## Texto extraído
E ver pessoas achando certo, dizendo que “tem que liberar o rolezinho no shopping” é não pensar que uma correria desenfreada gerada por uma mera brincaderia pode colocar vidas em risco. Certamente quem incentiva, dificilmente irá. Outro contrassenso.

Podemos dizer em alto e bom som que todos somos iguais perante a lei. Isso não quer dizer que somos “iguais”. Há pessoas que frequentam lugares de forma pacífica e outras não. Um psicopata, independente da classe social, pode se infiltrar e promover o seu sonho de “Coringa”, e promover o seu “grande evento”: o caos. E por caos entendo tragédia e as consequências que dela derivam. Mas quem será o Batmam para combatê-lo?

Nas manifestações do ano passado, vimos praças e ruas tomadas pela quebradeira que foi provocada por uma minoria infiltrada. E o que querem os que advogam a favor do “rolezinho” dentro de um shopping? Quem pode garantir com tranquilidade que uma convocação nesse nível não acabe em tragédia? Os líderes em questão? Impossível. Um estouro de boiada dentro de um shopping pode se tornar tão dramático quanto o duro episódio da boate Kiss, em Santa Maria. Falamos tanto em prevenção de tragédias, o que querem esses intelectuais “engajados” e os revoltados de última hora? Assistir a uma crônica de mortes anunciadas?

Um shopping é aberto para todas as classes A, B, C e D, até mesmo porque a classe C subiu no ranking do consumo e já dá as cartas há alguns anos. Não se pede contra cheque para entrar em shopping e todos que frequentam “rolezinhos” falam em uníssono: “entrar no Shopping é moleza.” E eles estão certos. Quando estão lá dentro é que começa rolezinho. E quando a paz  do “rolezinho”acabar?

Não me tomem por uma pessoa de perfil excludente, até mesmo porque minha história política não me permitiria. Mas se um grupo de mauriçolas e patriçolas convocassem um “rolezinho” no shopping para reivindicar melhores férias no exterior pelas redes sociais, eu seria contra pelas mesmas razões:  segurança.

## Linhas de dados
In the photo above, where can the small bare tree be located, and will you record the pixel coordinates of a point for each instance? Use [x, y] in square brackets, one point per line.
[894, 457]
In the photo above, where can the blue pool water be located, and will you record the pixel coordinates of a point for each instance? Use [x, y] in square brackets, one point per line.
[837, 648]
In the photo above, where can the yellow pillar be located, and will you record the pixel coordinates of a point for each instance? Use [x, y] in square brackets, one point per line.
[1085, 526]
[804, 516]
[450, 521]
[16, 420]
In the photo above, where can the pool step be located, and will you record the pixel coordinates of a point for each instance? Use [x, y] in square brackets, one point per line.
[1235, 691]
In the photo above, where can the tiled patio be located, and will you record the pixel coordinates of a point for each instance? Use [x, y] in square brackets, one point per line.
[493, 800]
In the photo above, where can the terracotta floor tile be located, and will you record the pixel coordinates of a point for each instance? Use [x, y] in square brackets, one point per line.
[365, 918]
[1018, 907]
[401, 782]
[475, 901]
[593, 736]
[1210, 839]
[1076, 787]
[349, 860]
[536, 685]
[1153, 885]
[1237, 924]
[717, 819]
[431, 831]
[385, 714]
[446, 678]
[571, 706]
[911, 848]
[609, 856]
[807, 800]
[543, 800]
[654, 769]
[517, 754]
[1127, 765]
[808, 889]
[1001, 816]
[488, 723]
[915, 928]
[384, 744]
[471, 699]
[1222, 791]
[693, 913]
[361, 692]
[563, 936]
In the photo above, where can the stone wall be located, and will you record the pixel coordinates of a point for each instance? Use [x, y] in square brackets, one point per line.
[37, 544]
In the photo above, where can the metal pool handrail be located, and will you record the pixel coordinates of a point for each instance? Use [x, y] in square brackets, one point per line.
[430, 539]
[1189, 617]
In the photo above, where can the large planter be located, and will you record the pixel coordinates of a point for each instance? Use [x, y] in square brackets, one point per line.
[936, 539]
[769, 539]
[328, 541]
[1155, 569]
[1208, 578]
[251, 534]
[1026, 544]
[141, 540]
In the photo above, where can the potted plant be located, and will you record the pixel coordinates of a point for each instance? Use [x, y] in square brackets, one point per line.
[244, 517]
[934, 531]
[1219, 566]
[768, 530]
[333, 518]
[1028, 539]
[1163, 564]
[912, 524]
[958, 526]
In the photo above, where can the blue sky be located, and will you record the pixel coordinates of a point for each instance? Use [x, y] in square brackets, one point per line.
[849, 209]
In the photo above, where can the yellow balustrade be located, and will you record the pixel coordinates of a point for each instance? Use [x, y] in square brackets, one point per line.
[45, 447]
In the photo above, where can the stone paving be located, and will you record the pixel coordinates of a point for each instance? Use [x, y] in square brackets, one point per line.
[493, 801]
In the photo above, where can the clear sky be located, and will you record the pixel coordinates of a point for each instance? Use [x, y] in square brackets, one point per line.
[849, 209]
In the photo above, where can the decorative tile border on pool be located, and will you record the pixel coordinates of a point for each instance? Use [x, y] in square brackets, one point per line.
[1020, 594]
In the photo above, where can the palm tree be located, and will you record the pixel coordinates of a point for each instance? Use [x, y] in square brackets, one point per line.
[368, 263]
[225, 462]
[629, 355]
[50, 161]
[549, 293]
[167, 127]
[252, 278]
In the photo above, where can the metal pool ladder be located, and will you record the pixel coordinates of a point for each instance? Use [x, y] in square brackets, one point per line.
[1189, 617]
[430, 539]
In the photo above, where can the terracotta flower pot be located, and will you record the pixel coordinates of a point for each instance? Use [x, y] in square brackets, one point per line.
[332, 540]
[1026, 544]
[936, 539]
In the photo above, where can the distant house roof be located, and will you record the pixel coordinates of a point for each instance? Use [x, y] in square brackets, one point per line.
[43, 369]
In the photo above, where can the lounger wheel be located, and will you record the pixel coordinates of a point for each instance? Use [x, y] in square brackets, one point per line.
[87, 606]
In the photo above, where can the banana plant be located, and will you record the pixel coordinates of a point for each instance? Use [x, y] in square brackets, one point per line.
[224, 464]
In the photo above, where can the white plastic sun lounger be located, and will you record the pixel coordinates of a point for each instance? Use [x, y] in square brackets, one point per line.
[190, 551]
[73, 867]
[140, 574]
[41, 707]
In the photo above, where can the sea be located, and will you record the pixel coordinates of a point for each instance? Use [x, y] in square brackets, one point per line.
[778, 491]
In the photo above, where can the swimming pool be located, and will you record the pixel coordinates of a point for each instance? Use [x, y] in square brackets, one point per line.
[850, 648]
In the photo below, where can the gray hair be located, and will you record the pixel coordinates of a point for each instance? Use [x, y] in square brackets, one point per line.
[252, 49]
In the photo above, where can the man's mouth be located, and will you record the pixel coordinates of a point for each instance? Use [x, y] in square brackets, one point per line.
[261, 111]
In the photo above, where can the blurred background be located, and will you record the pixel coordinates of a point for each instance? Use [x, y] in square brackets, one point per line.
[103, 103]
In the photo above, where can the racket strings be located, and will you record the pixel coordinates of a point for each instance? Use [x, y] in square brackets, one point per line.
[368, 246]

## Requisitos
A. No texto sobre o rolezinho, a que episódio o autor compara um estouro de boiada dentro de um shopping?
B. Transcreva, do texto sobre o rolezinho, o trecho de "Não me tomem" a "mesmas razões:  segurança.".

## As respostas
A. Ao episódio da boate Kiss, em Santa Maria.

B.
Não me tomem por uma pessoa de perfil excludente, até mesmo porque minha história política não me permitiria. Mas se um grupo de mauriçolas e patriçolas convocassem um “rolezinho” no shopping para reivindicar melhores férias no exterior pelas redes sociais, eu seria contra pelas mesmas razões:  segurança.